(Text provided)

CS 791G Topics: Network Architectures and Economics

Department of Computer Science & Engineering

University of Nevada, Reno, Fall 2011

 

Course Information - Description - Prerequisites - Textbooks - Syllabus - Organization - Grading - Schedule, Notes & Assignments - Acknowledgment

 

Course Information

• Credits: 3.0
• Lecture hours: Tuesday & Thursday, 9:30 - 10:45am, OSN 101

 

• Instructor: Murat Yuksel

E-mail: yuksem@cse.unr.edu

Phone: (775) 327-2246

Web page: http://www.cse.unr.edu/~yuksem

Office: SEM 237 (Scrugham Engineering-Mines)

Office hours:

• Tuesday, 1-2pm
• Wednesday, 11am-2pm
• Thursday, 1-2pm
• or by appointment

 

Description

Principles of internetworking architectures; and their projections on function placement and decomposition as well as various network protocol elements such as routing, naming, and addressing. Implications of network economics on the evolution and practice of network architectures. Networking and population effect and their impact on the scale of the network architectures: power laws and scale-free composition. Multi-provider inter-ISP economics: Pricing, peering, edge-to-edge tussle, neutrality, fairness, and openness.

(Given data)
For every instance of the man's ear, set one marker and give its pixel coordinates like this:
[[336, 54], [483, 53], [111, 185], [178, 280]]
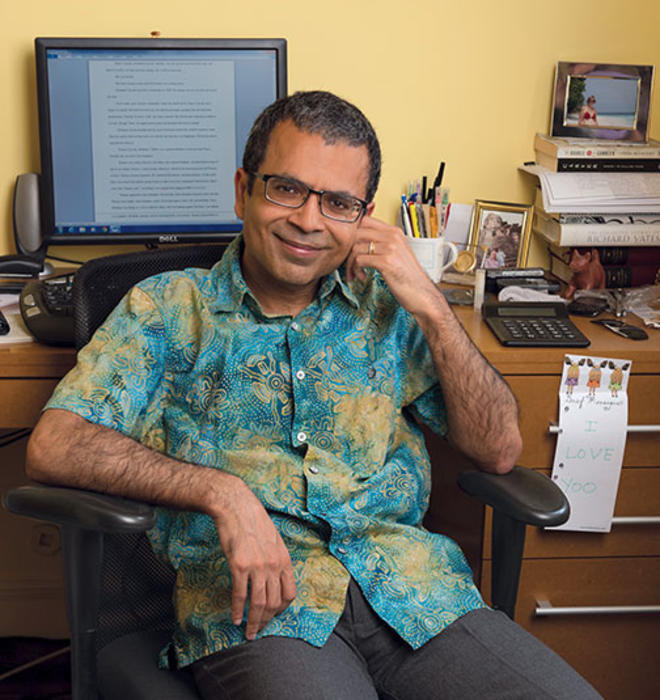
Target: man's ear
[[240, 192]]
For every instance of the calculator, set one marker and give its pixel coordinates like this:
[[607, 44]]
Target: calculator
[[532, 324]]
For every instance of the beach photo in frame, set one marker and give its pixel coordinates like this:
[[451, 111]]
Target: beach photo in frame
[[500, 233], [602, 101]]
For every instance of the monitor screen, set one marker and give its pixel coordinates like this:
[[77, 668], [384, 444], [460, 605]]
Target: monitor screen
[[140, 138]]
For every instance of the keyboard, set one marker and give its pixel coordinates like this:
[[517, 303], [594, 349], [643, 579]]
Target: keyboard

(Written task 1)
Answer these about the course page:
(a) In which room are the lectures held?
(b) On which day do office hours run from 11am to 2pm?
(c) Alongside power laws, what kind of composition does the description name?
(Written task 2)
Could you copy the course page word for word, from "Office: SEM 237" up to and including "fairness, and openness."?

(Exercise solution 1)
(a) OSN 101
(b) Wednesday
(c) Scale-free composition

(Exercise solution 2)
Office: SEM 237 (Scrugham Engineering-Mines)

Office hours:

• Tuesday, 1-2pm
• Wednesday, 11am-2pm
• Thursday, 1-2pm
• or by appointment

 

Description

Principles of internetworking architectures; and their projections on function placement and decomposition as well as various network protocol elements such as routing, naming, and addressing. Implications of network economics on the evolution and practice of network architectures. Networking and population effect and their impact on the scale of the network architectures: power laws and scale-free composition. Multi-provider inter-ISP economics: Pricing, peering, edge-to-edge tussle, neutrality, fairness, and openness.